------ DATA SUPPLIED ------
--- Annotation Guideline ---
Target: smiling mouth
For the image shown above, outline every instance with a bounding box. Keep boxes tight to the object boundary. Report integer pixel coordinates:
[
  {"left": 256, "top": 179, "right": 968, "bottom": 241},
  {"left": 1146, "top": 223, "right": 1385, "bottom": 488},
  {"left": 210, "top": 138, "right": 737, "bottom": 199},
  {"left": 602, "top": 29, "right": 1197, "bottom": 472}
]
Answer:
------
◆ INSTRUCTIONS TO FOLLOW
Reproduce the lines above word for word, with every character, space, and line break unchanged.

◆ FINISHED TASK
--- Annotation Guideline ---
Target: smiling mouth
For the image shown above, outline every instance with a bounding box. Keep boxes tight to the object boundary. Report integer pixel coordinates:
[
  {"left": 256, "top": 179, "right": 968, "bottom": 241},
  {"left": 1146, "top": 223, "right": 1385, "bottom": 488},
  {"left": 210, "top": 138, "right": 737, "bottom": 199},
  {"left": 602, "top": 29, "right": 1197, "bottom": 472}
]
Answer:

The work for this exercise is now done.